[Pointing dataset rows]
================================

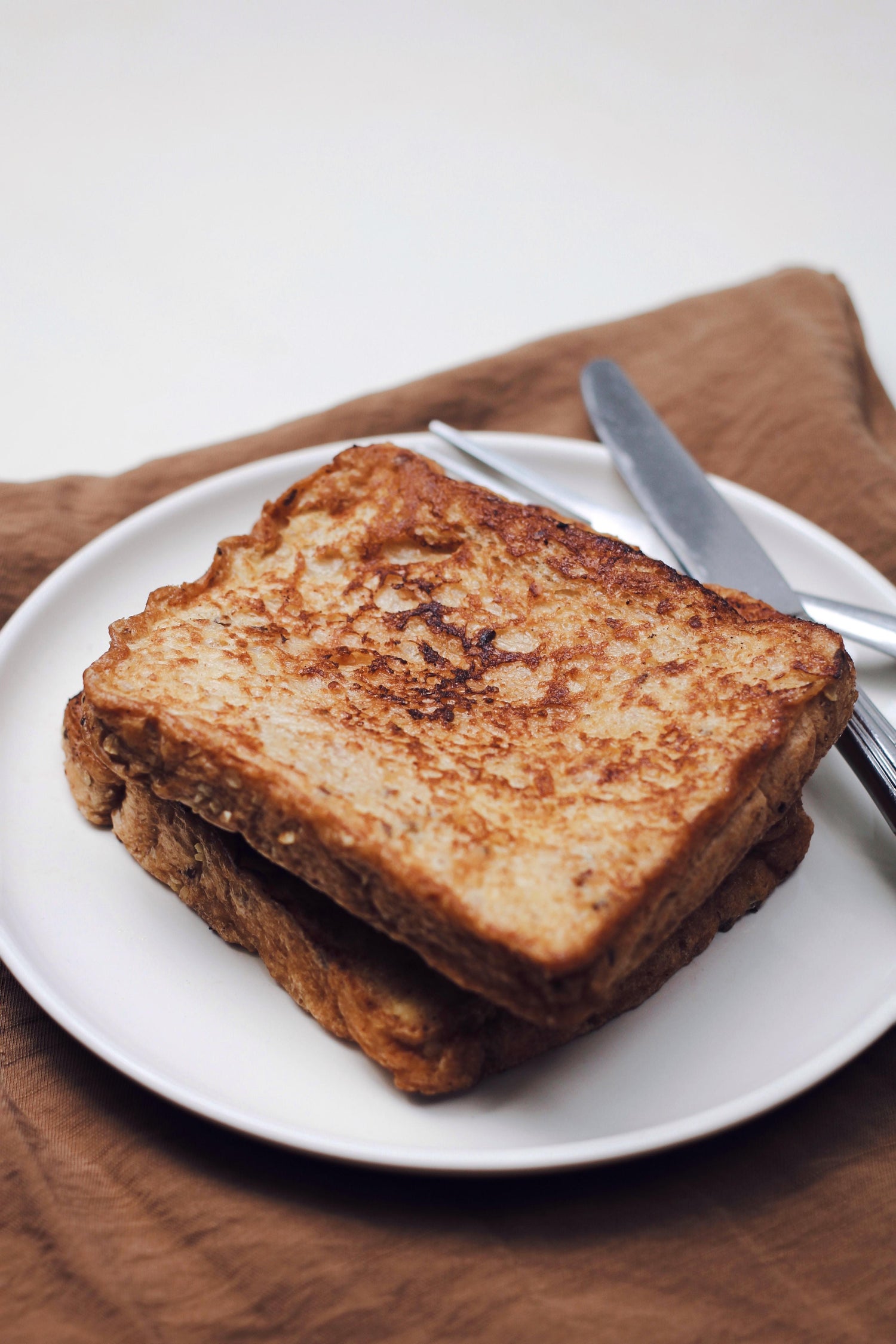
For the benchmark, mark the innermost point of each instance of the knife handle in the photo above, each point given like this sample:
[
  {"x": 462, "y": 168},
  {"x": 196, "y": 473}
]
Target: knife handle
[{"x": 868, "y": 745}]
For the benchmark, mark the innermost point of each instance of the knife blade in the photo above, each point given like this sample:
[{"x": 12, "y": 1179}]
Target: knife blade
[
  {"x": 713, "y": 545},
  {"x": 877, "y": 630}
]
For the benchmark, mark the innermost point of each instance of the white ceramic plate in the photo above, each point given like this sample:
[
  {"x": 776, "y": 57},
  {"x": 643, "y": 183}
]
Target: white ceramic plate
[{"x": 116, "y": 959}]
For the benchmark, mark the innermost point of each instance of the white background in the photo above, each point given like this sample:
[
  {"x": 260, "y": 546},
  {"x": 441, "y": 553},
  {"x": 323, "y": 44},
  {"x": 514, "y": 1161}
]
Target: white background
[{"x": 219, "y": 216}]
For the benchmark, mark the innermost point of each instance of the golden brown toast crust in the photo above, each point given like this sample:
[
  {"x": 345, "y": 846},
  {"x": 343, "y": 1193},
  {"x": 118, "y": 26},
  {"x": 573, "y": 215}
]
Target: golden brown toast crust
[
  {"x": 526, "y": 750},
  {"x": 433, "y": 1036}
]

================================

[PROBLEM REQUIREMENTS]:
Can you write out the rows again from the line that has "the knife blade" through the end of the rows, replacing "innermost point" with "center point" and changing nothing else?

[OUTPUT BELOW]:
For the benchmark, mark the center point of each instance of the knife blade in the photo above, each point given like this sample:
[{"x": 12, "y": 1179}]
Target: knife blade
[
  {"x": 713, "y": 545},
  {"x": 877, "y": 630}
]
For the benchmark, mark the center point of each instance of the white ceramic plate in the photo above, each point given like this sample:
[
  {"x": 776, "y": 57},
  {"x": 643, "y": 183}
]
Target: white ceramic plate
[{"x": 116, "y": 959}]
For the benchmark, mark the center point of each instance of the white background in the photo above, each point given like this sample:
[
  {"x": 260, "y": 546},
  {"x": 441, "y": 553},
  {"x": 323, "y": 44},
  {"x": 514, "y": 1161}
]
Target: white background
[{"x": 219, "y": 216}]
For the benchmark, mark the center point of each instance of the golden brown toast crust in the photo above, each point given like this sample:
[
  {"x": 345, "y": 846},
  {"x": 343, "y": 1193},
  {"x": 118, "y": 26},
  {"x": 573, "y": 215}
]
Target: golden brown toast crust
[
  {"x": 526, "y": 750},
  {"x": 433, "y": 1036}
]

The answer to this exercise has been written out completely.